---- Given text

A lot of hard work has gone into reinvigorating the plantation since new management
was appointed at PTPN I a couple of years ago. Then, says Mr. Suwandi, there
were serious problems with the financial condition of the company, particularly
in terms of its weak capital structure and a worrying debt ratio of about 75
percent.
A capital restructuring program was carried out, revenues and production rose,
while both the debt ratio and losses came down last year and the improvement
seems set to continue. We are expecting to make profits this year,
says Mr. Suwandi.
His intention
is to build on this more solid financial foundation. We have developed
a cooperation program with some business partners, he says. They
provide us with capital and we pay them with products. Earlier this year,
PTPN I began exporting, making an initial shipment of 1,100 tons of crude palm
oil. The company plans to use the nearby port at Lhokseumawe for future exports.
Mr. Suwandi recognizes that the companys chances of turning potential
exports into profits will be enhanced if it joins forces with other enterprises.
The prospects for an increase in exports are good, but we need to have
markets and partners and have our products recognized internationally,
he says. We are now looking at new markets like the United States, Asia
and Europe.
The other
big item on the agenda is to build an oleo-chemical factory based on palm oil
produced at the plantation. Again, this is likely to draw PTPN I into partnership
with outside interests.
We need technology and we need capital, says Mr. Suwandi, adding
that he recently held talks with some foreign investors about this project.
Current estimates are that the project would cost about 100 billion rupiah ($11
million).

--------
---- Data provided

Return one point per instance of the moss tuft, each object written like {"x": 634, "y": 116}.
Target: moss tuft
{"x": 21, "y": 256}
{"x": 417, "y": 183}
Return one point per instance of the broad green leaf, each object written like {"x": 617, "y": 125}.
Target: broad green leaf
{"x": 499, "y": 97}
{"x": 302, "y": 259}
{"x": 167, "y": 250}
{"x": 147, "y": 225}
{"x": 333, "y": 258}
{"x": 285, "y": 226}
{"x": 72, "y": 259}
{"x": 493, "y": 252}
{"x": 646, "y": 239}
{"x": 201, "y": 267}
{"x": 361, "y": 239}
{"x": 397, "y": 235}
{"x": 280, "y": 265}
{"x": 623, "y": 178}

--------

Continue the piece about the PTPN I palm oil plantation from its last sentence, writing a few more paragraphs in the same style.

PTPN I also wants to bring unused land into production. The company has the
available land, and it would not be difficult to reclaim it from its present
state of dilapidation. However, the success of this plan, too, will hinge on
overseas financing.
We
need some advice and a bridge to connect us with investors, markets and ultimately
the consumers. Especially, we need to be known by international organizations
and investors so that we can attract some of their funding to our plantation,
the PTPN I chief says.
Nearer to home, Mr. Suwandi hopes to increase productivity by improving the
skills of the labor force. The company is also forging closer links with the
local community, and he sees this as an important factor in assuring the future
success of the plantation.
We
need to keep our human resources and boost their input into the operation, and
we can motivate them, he says. Wages have been increased and productivity
has risen in recent months. Better incentives have also encouraged smallholders
to harvest the entire area belonging to them rather than just some of it, as
they did before.
In recognition of its role in the community, the company has also opened up
its hospital at Langsa, near the head office of the plantation, for the benefit
of the local inhabitants. Now, the hospital serves the whole community
and not just the workers on the plantation, says Mr. Suwandi.